Exercise prompt: Reproduce verbatim the lines of the material below, starting at the line with "the white wall." and ending at the line with "the gray wall.", both inclusive; skip the rest.
***** Excerpted records
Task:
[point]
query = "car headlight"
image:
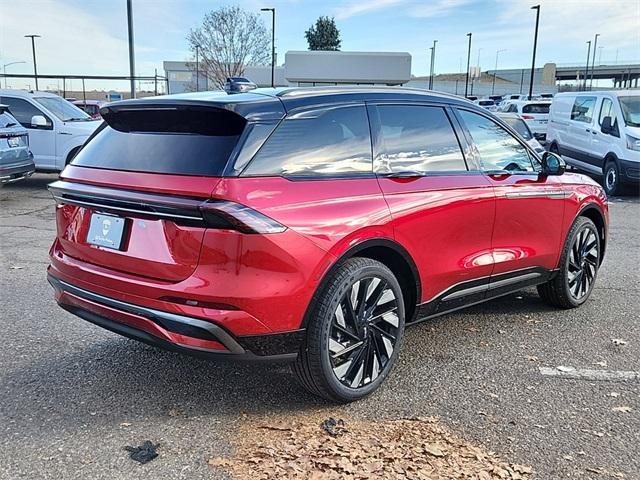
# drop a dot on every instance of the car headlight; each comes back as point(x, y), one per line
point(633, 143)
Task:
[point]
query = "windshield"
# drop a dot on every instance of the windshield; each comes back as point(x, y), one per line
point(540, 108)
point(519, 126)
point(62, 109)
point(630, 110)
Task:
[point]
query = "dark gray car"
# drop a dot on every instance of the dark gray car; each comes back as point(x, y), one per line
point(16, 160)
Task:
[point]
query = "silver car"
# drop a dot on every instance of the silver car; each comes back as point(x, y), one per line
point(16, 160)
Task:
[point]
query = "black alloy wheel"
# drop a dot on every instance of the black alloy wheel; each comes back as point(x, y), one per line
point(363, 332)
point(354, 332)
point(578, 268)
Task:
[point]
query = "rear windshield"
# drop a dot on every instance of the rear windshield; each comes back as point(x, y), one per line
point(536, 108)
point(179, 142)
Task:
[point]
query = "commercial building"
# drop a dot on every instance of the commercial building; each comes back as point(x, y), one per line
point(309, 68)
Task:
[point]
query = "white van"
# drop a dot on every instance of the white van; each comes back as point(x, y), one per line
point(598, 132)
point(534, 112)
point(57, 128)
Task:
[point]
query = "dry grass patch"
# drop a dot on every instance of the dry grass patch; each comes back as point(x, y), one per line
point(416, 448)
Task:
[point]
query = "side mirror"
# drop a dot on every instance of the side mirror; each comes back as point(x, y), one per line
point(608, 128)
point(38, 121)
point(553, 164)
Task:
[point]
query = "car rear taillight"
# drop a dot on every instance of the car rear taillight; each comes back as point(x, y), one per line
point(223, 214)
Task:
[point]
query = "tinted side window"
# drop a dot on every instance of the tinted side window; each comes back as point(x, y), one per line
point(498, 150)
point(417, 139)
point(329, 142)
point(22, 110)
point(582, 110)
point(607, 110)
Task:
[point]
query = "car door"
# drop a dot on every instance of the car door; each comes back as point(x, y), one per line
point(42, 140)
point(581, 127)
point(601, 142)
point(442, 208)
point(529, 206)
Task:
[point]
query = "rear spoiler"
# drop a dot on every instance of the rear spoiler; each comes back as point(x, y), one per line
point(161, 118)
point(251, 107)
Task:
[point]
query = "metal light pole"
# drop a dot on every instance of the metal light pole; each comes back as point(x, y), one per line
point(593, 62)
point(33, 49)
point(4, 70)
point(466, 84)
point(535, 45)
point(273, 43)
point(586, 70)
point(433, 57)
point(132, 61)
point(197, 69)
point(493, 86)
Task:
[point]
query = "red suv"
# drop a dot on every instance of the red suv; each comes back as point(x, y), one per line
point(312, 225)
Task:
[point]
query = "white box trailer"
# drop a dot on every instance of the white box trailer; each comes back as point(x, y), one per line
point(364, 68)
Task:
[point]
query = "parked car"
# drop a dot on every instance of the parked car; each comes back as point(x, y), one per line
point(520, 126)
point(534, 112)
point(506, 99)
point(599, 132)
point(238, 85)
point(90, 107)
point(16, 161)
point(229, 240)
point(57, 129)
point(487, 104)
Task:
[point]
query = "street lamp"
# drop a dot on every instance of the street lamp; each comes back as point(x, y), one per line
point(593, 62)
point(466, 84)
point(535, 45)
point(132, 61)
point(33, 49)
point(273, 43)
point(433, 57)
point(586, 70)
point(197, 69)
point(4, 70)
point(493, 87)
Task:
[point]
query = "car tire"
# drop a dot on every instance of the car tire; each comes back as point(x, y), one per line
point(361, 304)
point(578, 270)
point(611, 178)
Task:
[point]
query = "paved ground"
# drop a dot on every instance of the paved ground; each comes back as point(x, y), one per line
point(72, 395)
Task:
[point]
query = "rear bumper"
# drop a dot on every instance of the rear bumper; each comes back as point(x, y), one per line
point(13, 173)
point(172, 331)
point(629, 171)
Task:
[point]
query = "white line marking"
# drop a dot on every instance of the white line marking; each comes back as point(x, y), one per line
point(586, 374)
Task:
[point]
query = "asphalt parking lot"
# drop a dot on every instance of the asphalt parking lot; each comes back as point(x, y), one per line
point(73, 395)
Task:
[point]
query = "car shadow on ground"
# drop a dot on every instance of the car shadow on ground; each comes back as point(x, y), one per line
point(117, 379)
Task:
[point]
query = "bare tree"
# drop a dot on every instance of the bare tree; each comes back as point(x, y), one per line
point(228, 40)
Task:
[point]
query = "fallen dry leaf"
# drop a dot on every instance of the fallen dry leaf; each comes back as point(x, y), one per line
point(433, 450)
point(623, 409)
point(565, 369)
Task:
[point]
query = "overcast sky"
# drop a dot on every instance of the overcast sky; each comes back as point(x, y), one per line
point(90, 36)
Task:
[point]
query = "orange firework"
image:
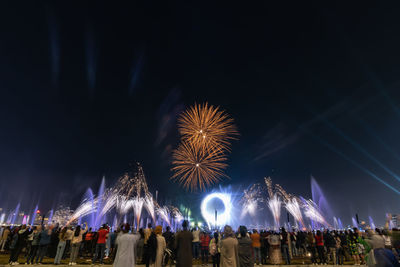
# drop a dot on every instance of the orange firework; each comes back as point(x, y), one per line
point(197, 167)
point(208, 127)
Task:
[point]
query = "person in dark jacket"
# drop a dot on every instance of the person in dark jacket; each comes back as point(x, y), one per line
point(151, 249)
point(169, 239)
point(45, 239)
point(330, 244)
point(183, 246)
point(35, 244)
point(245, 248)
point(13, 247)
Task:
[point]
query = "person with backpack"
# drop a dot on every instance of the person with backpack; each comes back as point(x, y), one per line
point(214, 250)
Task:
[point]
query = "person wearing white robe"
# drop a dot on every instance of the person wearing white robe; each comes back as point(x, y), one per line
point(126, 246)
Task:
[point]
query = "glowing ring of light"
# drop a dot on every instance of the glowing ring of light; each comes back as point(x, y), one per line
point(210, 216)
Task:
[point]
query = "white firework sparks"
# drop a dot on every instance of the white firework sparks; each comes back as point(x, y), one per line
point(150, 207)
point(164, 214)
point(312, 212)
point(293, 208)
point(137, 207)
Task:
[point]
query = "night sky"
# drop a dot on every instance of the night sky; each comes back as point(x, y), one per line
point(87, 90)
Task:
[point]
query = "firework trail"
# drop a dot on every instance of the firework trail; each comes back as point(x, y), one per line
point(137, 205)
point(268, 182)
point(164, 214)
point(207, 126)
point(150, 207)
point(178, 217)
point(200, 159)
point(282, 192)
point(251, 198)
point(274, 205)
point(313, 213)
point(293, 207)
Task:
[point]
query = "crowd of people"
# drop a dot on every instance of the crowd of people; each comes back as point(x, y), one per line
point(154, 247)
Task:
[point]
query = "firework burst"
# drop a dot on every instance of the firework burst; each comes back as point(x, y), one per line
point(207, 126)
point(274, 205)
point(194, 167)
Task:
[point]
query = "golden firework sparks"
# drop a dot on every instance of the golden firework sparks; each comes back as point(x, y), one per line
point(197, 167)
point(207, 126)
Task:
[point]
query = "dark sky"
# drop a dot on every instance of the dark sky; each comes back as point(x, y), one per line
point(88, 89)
**********
***** Excerpted records
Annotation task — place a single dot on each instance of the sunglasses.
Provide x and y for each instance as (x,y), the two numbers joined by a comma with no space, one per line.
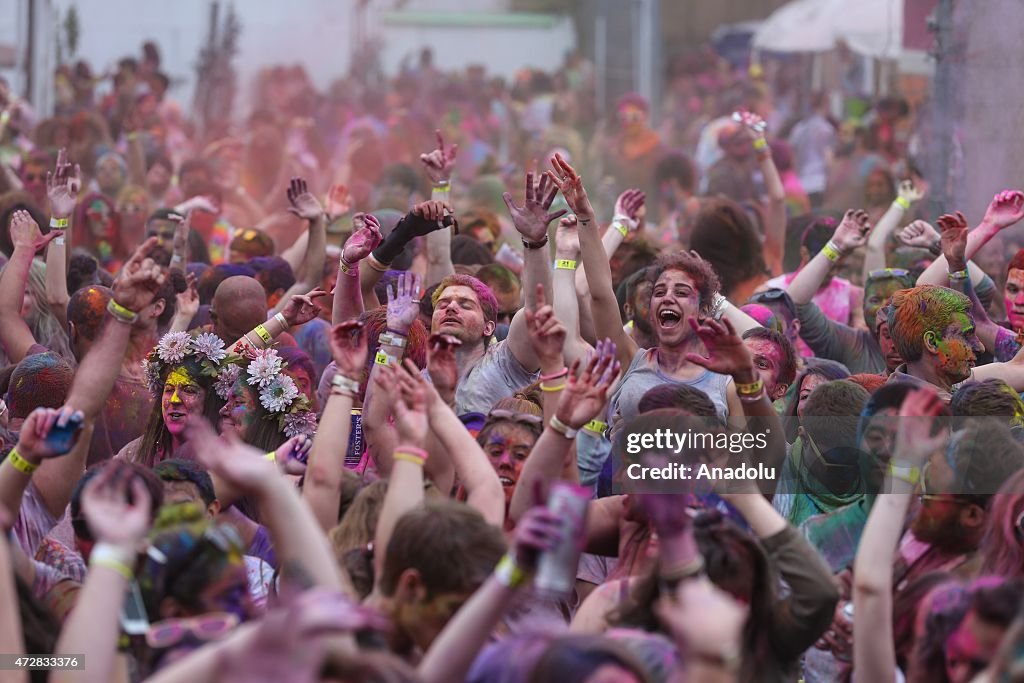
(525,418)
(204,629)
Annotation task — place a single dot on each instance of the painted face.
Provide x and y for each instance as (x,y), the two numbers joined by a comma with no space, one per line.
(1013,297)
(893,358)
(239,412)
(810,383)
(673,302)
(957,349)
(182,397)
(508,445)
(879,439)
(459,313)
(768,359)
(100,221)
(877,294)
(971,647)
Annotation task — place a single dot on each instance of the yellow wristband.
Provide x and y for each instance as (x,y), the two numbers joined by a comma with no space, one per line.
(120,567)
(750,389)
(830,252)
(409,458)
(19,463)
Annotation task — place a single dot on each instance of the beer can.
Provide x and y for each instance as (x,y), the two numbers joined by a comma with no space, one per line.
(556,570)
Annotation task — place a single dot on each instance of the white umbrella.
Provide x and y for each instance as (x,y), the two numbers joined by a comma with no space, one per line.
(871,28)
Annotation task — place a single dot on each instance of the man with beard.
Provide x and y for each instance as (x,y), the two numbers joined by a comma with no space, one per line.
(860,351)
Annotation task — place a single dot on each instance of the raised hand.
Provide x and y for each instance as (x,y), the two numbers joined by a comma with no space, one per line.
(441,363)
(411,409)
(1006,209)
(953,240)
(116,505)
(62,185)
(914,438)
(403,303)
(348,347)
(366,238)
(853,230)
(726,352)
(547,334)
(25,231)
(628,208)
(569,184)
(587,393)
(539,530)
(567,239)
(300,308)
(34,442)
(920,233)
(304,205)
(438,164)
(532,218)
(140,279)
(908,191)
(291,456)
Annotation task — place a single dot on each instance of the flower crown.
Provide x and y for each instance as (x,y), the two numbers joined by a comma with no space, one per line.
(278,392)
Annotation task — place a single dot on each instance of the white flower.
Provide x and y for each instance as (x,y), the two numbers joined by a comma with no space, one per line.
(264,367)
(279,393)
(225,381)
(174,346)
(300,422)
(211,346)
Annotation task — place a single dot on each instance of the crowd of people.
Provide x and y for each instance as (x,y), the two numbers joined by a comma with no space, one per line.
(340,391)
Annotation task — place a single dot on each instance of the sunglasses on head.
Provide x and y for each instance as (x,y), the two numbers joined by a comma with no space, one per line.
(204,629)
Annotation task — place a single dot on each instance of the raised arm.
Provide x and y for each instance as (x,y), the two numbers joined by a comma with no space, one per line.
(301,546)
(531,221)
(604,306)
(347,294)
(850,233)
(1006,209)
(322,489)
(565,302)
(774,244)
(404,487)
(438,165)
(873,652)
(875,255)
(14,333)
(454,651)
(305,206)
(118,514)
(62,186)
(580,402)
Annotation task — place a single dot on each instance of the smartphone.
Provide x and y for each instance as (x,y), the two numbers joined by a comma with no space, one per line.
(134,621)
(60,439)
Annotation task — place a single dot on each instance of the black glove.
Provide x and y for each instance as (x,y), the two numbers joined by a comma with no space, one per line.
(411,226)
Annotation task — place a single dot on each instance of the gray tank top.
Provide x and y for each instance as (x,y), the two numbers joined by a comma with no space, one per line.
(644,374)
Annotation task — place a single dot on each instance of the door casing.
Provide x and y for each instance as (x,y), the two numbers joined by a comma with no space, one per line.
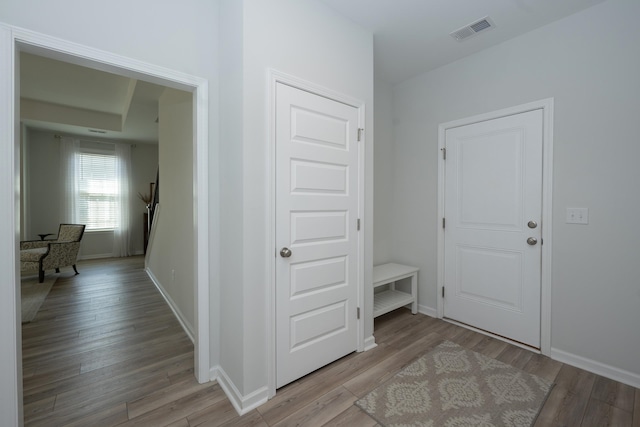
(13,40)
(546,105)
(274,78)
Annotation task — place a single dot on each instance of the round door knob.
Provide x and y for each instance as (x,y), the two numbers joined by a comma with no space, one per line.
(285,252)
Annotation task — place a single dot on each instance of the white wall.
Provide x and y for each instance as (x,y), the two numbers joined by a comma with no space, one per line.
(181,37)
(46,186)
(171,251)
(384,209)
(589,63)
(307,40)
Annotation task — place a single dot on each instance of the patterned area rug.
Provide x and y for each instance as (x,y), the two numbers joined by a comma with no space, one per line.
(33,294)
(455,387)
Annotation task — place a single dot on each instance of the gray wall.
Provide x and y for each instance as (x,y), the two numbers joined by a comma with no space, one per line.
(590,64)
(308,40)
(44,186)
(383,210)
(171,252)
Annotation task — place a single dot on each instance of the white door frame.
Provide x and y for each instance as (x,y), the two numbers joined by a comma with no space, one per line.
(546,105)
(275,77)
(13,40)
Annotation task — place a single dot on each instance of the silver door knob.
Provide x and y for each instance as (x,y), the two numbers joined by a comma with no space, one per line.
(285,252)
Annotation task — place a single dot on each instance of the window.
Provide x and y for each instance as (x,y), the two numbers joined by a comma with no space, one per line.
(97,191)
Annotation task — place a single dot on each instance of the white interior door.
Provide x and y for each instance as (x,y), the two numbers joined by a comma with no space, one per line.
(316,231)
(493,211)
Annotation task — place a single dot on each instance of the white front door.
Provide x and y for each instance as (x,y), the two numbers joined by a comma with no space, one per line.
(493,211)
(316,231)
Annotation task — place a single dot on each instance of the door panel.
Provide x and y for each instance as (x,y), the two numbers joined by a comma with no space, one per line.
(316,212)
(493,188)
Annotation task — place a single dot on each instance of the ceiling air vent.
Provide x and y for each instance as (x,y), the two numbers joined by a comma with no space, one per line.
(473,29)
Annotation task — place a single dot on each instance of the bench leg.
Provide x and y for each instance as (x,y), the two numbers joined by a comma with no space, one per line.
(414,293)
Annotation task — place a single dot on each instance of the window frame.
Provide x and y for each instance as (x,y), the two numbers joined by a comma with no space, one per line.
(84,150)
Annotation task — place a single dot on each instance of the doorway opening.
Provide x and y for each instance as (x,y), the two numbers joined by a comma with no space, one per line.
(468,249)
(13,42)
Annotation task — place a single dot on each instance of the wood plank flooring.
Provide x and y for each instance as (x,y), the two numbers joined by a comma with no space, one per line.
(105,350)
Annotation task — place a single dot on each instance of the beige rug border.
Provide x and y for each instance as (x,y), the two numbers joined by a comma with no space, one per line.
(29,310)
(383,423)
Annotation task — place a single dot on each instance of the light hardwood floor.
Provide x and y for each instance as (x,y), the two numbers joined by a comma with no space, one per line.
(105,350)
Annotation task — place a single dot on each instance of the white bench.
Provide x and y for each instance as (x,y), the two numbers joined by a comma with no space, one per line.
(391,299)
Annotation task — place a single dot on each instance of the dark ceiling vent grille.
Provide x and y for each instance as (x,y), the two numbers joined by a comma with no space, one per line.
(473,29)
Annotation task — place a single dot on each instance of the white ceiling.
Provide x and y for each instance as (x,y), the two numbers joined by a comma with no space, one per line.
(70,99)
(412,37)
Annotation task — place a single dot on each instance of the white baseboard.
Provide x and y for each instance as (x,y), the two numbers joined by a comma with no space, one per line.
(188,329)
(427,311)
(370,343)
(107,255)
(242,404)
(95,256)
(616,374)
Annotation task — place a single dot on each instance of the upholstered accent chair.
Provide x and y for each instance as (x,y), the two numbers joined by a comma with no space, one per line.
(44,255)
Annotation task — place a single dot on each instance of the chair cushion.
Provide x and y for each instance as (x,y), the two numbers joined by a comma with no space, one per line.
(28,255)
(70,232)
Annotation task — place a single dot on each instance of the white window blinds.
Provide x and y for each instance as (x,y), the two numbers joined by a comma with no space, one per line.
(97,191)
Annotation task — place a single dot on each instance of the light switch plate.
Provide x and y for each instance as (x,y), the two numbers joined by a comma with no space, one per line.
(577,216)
**********
Answer section:
Annotation task — place a single dot on each instance of the white wall.
Provide x and y for each instance as (x,y), the two numbers joined by a comma with no space, one per line.
(181,37)
(46,186)
(171,251)
(384,209)
(589,63)
(307,40)
Annotation task — place a single dot on each instance of the patterned area rug.
Provide x and y for each instance as (x,y), the two numbers joined by a comma with no space, one per line.
(33,294)
(455,387)
Annotation task — place a single dot on each instance of the gray wall.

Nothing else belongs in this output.